* Written task
Reproduce the data below verbatim, leaving out the pictures.

▶

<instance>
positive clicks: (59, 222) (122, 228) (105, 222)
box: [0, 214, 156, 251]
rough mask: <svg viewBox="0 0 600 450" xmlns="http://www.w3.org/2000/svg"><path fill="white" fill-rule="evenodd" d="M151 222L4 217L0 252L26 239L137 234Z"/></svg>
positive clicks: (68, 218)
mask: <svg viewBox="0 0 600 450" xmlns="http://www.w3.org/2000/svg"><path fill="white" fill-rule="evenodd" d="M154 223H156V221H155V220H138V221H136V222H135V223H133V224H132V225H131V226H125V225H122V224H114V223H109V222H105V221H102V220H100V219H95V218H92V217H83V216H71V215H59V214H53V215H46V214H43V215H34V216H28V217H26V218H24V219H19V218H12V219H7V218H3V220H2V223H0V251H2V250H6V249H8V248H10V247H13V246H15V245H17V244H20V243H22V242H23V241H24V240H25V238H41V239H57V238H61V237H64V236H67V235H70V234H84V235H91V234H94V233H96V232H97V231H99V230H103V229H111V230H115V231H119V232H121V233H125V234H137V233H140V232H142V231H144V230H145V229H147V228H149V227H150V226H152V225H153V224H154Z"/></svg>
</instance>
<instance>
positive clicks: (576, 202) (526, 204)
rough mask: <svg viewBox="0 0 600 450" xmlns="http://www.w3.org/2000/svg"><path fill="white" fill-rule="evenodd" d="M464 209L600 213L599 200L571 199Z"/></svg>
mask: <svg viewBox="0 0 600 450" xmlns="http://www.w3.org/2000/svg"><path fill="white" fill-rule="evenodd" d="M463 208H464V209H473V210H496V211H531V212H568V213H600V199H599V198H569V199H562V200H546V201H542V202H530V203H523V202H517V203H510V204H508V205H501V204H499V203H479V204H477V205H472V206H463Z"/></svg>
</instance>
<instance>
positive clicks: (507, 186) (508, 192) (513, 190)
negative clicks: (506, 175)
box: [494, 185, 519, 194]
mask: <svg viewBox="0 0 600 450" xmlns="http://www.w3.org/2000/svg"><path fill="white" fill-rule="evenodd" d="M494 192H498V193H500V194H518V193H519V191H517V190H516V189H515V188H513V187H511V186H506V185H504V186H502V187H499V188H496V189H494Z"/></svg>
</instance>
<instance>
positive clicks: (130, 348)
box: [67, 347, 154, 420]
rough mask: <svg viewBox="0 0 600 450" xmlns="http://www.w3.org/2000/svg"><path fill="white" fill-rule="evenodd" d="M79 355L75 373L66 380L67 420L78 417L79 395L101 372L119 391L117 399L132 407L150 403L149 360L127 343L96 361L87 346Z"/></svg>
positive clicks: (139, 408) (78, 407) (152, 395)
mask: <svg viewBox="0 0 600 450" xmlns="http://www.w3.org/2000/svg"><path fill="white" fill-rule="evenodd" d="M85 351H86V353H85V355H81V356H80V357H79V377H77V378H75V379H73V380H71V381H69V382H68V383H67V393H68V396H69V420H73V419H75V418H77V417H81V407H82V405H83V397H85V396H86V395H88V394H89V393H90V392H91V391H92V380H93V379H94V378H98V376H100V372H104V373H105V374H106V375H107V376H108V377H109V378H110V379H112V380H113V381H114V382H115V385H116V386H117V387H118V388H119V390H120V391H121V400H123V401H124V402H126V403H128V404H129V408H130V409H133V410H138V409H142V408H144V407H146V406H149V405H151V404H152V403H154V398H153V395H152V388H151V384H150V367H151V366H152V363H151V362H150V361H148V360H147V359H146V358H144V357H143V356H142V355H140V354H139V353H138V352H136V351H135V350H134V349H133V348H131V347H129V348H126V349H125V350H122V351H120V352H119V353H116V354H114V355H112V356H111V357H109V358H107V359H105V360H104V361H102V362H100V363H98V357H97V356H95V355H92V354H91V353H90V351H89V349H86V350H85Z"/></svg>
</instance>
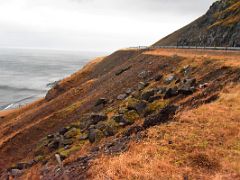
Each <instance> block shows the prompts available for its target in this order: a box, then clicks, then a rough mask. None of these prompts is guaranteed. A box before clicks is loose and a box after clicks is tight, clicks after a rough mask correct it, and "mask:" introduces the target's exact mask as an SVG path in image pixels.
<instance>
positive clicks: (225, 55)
mask: <svg viewBox="0 0 240 180" xmlns="http://www.w3.org/2000/svg"><path fill="white" fill-rule="evenodd" d="M144 54H148V55H155V56H173V55H178V56H181V57H186V58H194V60H196V59H199V58H200V59H201V60H202V59H207V60H214V61H216V62H219V63H221V64H224V65H226V66H230V67H240V61H239V60H240V53H239V52H238V51H224V50H219V51H216V50H201V49H200V50H195V49H190V50H189V49H155V50H151V51H147V52H145V53H144Z"/></svg>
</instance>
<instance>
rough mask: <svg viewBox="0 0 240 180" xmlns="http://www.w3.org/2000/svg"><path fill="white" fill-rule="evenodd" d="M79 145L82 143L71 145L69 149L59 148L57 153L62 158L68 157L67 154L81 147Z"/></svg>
mask: <svg viewBox="0 0 240 180" xmlns="http://www.w3.org/2000/svg"><path fill="white" fill-rule="evenodd" d="M81 147H82V145H81V144H78V145H74V146H72V147H71V148H69V149H64V148H61V149H59V150H58V152H57V153H58V154H59V155H60V156H61V157H62V158H63V159H64V158H67V157H69V155H70V154H72V153H73V152H76V151H79V150H80V149H81Z"/></svg>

◀

* Output for this task
<instance>
positive clicks: (59, 222) (122, 228) (105, 222)
box: [0, 214, 156, 251]
rough mask: <svg viewBox="0 0 600 450" xmlns="http://www.w3.org/2000/svg"><path fill="white" fill-rule="evenodd" d="M151 222L4 217L0 252L26 239L137 234Z"/></svg>
positive clicks: (68, 218)
mask: <svg viewBox="0 0 600 450" xmlns="http://www.w3.org/2000/svg"><path fill="white" fill-rule="evenodd" d="M154 223H156V221H155V220H138V221H136V222H135V223H133V224H132V225H131V226H125V225H122V224H114V223H109V222H105V221H102V220H100V219H95V218H92V217H83V216H71V215H59V214H53V215H46V214H43V215H34V216H28V217H26V218H24V219H19V218H12V219H7V218H3V220H2V223H0V251H2V250H6V249H8V248H10V247H13V246H15V245H17V244H20V243H22V242H23V241H24V240H25V238H41V239H57V238H61V237H64V236H67V235H70V234H84V235H91V234H94V233H96V232H97V231H99V230H103V229H111V230H115V231H119V232H121V233H125V234H137V233H140V232H142V231H144V230H145V229H147V228H149V227H150V226H152V225H153V224H154Z"/></svg>
</instance>
<instance>
positive clicks: (576, 202) (526, 204)
rough mask: <svg viewBox="0 0 600 450" xmlns="http://www.w3.org/2000/svg"><path fill="white" fill-rule="evenodd" d="M464 209L600 213L599 200L571 199Z"/></svg>
mask: <svg viewBox="0 0 600 450" xmlns="http://www.w3.org/2000/svg"><path fill="white" fill-rule="evenodd" d="M463 208H464V209H473V210H496V211H531V212H568V213H600V199H599V198H569V199H562V200H546V201H542V202H530V203H523V202H517V203H510V204H508V205H501V204H499V203H479V204H477V205H472V206H463Z"/></svg>
</instance>
<instance>
positive clicks: (507, 186) (508, 192) (513, 190)
negative clicks: (506, 175)
box: [494, 185, 519, 194]
mask: <svg viewBox="0 0 600 450" xmlns="http://www.w3.org/2000/svg"><path fill="white" fill-rule="evenodd" d="M494 192H498V193H500V194H518V193H519V191H517V190H516V189H515V188H513V187H511V186H506V185H504V186H502V187H499V188H496V189H494Z"/></svg>
</instance>
<instance>
positive clicks: (130, 348)
box: [67, 347, 154, 420]
rough mask: <svg viewBox="0 0 600 450" xmlns="http://www.w3.org/2000/svg"><path fill="white" fill-rule="evenodd" d="M79 355L75 373L66 380L67 420L78 417L79 395L101 372L119 391L117 399L132 407L150 403L149 360L127 343L96 361L87 346Z"/></svg>
positive clicks: (139, 408) (78, 407) (152, 395)
mask: <svg viewBox="0 0 600 450" xmlns="http://www.w3.org/2000/svg"><path fill="white" fill-rule="evenodd" d="M85 351H86V353H85V355H81V356H80V357H79V377H77V378H75V379H73V380H71V381H69V382H68V383H67V393H68V396H69V420H73V419H75V418H77V417H81V407H82V405H83V397H85V396H86V395H88V394H89V393H90V392H91V391H92V380H93V379H94V378H98V376H100V372H104V373H105V374H106V375H107V376H108V377H109V378H110V379H112V380H113V381H114V382H115V385H116V386H117V387H118V388H119V390H120V391H121V400H123V401H124V402H126V403H128V404H129V408H130V409H133V410H138V409H142V408H144V407H146V406H149V405H151V404H152V403H154V398H153V395H152V388H151V384H150V367H151V366H152V363H151V362H150V361H148V360H147V359H146V358H144V357H143V356H142V355H140V354H139V353H138V352H136V351H135V350H134V349H133V348H131V347H129V348H126V349H125V350H122V351H120V352H119V353H116V354H114V355H112V356H111V357H109V358H107V359H105V360H104V361H102V362H100V363H98V357H97V356H95V355H92V354H91V353H90V351H89V349H86V350H85Z"/></svg>
</instance>
Each <instance> block shows the prompts available for its target in this order: a box, then clicks, then a rough mask. None of these prompts is guaranteed. A box before clicks is loose and a box after clicks is tight, clicks after a rough mask correct it, and "mask:" introduces the target's exact mask as an SVG path in image pixels.
<instance>
positive clicks: (225, 55)
mask: <svg viewBox="0 0 240 180" xmlns="http://www.w3.org/2000/svg"><path fill="white" fill-rule="evenodd" d="M144 54H148V55H155V56H173V55H178V56H181V57H186V58H194V60H196V59H199V58H200V59H201V60H202V59H207V60H214V61H216V62H219V63H221V64H224V65H226V66H230V67H240V61H239V60H240V53H239V52H238V51H224V50H219V51H216V50H201V49H200V50H195V49H190V50H189V49H155V50H151V51H147V52H145V53H144Z"/></svg>
</instance>
<instance>
rough mask: <svg viewBox="0 0 240 180" xmlns="http://www.w3.org/2000/svg"><path fill="white" fill-rule="evenodd" d="M79 145L82 143L71 145L69 149L59 148L57 153L62 158L68 157L67 154L81 147Z"/></svg>
mask: <svg viewBox="0 0 240 180" xmlns="http://www.w3.org/2000/svg"><path fill="white" fill-rule="evenodd" d="M81 147H82V145H81V144H78V145H74V146H72V147H71V148H69V149H64V148H61V149H59V150H58V152H57V153H58V154H59V155H60V156H61V157H62V158H63V159H64V158H67V157H69V155H70V154H72V153H73V152H76V151H79V150H80V149H81Z"/></svg>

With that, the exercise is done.